# START OF Material supplied

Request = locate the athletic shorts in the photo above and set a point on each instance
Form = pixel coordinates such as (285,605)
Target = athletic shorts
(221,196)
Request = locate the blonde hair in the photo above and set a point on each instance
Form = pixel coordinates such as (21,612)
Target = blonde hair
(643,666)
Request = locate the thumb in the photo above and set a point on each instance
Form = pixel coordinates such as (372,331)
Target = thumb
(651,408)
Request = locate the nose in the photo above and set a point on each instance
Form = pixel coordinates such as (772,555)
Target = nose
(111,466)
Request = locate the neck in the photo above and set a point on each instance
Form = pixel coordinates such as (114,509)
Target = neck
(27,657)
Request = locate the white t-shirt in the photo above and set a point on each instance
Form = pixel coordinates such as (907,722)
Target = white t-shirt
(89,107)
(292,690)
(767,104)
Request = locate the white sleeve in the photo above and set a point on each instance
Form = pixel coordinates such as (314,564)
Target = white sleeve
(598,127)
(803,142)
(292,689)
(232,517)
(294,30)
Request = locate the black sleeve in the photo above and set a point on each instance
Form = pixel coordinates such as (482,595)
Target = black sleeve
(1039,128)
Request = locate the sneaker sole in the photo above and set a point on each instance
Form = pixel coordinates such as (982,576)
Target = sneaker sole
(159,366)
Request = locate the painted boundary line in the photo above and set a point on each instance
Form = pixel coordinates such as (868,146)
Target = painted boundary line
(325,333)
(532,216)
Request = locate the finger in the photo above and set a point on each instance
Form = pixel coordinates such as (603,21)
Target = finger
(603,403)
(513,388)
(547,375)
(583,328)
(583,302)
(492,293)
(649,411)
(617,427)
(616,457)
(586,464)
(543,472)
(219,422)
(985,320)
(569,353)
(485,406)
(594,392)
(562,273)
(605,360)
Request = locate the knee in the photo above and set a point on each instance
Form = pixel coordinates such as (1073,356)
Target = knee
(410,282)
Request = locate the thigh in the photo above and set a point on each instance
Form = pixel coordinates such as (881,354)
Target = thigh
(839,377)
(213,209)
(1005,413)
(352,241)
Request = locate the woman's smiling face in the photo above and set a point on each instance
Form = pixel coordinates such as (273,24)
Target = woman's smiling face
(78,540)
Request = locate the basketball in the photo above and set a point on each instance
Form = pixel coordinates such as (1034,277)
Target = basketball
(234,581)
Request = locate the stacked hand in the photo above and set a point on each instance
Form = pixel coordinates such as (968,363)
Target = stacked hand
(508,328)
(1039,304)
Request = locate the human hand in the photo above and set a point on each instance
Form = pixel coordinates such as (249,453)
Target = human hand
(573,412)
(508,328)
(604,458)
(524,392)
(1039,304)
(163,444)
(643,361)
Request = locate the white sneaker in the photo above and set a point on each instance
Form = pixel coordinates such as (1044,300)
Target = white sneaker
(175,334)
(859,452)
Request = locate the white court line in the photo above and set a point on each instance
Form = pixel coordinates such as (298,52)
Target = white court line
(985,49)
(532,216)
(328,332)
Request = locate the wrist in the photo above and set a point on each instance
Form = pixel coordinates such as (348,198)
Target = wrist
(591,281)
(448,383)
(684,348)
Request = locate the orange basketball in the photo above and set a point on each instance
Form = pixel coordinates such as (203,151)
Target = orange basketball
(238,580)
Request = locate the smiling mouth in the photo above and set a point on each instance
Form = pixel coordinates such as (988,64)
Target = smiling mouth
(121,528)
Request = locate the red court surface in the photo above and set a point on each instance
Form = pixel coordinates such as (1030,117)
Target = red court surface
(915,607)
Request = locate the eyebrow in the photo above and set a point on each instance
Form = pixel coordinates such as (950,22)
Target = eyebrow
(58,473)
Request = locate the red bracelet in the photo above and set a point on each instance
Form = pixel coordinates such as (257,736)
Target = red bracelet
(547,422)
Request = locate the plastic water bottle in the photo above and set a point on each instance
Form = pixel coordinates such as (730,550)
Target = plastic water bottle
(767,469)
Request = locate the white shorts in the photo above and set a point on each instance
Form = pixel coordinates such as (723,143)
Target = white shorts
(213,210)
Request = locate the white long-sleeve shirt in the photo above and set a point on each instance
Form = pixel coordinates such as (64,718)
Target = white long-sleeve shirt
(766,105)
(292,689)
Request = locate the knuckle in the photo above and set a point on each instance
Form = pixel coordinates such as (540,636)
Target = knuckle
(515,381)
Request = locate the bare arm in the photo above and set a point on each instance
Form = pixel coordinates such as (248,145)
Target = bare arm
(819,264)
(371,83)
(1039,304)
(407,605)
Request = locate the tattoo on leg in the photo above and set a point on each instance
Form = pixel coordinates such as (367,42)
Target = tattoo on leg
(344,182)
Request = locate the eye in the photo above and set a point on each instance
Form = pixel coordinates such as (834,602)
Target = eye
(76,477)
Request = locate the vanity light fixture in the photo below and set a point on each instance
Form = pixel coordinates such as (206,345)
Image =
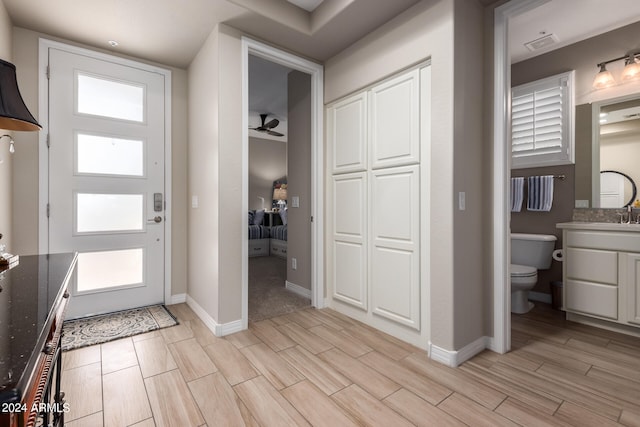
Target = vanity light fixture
(631,71)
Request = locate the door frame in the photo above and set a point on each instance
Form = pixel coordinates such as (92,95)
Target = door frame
(501,170)
(316,71)
(43,167)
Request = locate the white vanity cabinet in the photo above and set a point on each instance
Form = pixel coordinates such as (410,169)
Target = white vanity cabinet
(632,279)
(601,274)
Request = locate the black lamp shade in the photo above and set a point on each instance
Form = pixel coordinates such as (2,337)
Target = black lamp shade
(14,114)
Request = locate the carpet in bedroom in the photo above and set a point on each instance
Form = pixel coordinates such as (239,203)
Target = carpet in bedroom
(268,296)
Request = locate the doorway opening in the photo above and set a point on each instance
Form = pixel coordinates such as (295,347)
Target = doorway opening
(282,173)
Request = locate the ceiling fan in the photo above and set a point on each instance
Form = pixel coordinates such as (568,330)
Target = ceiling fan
(266,127)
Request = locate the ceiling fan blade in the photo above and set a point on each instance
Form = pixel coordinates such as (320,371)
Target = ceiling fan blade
(272,123)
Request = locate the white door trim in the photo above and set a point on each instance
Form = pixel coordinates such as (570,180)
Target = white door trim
(43,113)
(316,71)
(502,168)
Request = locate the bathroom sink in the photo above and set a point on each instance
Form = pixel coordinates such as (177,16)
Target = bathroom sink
(606,226)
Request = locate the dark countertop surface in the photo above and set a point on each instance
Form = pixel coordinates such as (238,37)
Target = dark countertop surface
(28,294)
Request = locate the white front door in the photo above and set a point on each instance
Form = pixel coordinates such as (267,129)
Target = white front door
(106,180)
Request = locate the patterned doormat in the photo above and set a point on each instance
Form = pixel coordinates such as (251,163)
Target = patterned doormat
(107,327)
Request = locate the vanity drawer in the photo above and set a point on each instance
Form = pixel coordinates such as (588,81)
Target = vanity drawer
(592,298)
(592,265)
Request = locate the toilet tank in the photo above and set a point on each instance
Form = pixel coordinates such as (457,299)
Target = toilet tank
(532,249)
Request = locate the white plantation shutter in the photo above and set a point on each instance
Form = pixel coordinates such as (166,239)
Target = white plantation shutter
(542,122)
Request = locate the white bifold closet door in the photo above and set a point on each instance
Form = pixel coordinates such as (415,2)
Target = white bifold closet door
(374,139)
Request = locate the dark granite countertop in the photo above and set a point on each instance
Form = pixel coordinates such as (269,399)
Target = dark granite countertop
(28,294)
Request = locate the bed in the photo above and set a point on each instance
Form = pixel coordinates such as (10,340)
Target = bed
(278,241)
(259,235)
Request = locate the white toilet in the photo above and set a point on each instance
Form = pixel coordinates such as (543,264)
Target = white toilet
(529,253)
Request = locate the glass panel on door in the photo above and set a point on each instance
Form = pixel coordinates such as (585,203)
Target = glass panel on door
(108,155)
(109,212)
(110,269)
(104,97)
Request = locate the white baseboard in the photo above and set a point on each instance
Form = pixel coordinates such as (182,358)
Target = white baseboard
(218,329)
(457,357)
(298,289)
(178,299)
(540,296)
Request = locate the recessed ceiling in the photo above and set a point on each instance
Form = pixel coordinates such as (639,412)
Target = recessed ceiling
(308,5)
(267,95)
(559,23)
(171,32)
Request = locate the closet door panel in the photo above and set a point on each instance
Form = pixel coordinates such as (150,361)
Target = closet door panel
(348,134)
(395,244)
(350,275)
(349,239)
(394,118)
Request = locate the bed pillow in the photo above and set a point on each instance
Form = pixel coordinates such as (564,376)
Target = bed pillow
(258,217)
(283,215)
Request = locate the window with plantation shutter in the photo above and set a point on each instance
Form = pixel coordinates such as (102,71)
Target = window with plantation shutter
(542,122)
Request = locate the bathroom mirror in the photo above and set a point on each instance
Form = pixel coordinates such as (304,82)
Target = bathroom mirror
(608,139)
(617,189)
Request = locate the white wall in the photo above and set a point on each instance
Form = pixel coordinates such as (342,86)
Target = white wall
(215,176)
(5,168)
(203,177)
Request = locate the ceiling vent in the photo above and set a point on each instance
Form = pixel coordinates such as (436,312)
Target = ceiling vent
(542,42)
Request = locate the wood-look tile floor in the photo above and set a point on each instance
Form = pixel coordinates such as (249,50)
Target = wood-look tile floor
(317,367)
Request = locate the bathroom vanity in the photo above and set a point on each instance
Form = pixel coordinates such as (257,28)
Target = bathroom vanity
(601,274)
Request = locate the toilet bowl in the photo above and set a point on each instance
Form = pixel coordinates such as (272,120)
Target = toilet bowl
(529,253)
(523,279)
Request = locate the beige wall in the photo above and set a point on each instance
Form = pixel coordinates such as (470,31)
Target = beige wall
(299,182)
(7,160)
(436,30)
(25,171)
(267,163)
(470,238)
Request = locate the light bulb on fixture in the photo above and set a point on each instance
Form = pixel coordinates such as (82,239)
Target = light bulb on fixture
(631,69)
(604,78)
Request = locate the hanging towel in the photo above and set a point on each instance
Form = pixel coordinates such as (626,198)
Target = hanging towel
(540,193)
(517,193)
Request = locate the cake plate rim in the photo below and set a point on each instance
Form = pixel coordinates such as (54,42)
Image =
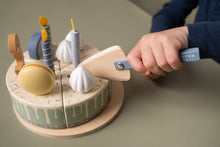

# END OF Material supplied

Given instruction:
Identify every line in the records above that contains the word "bifold", and copy each of those lines in full.

Solution to this task:
Request = locate the white bifold closet door in the photo above and set a point on each instance
Target = white bifold closet door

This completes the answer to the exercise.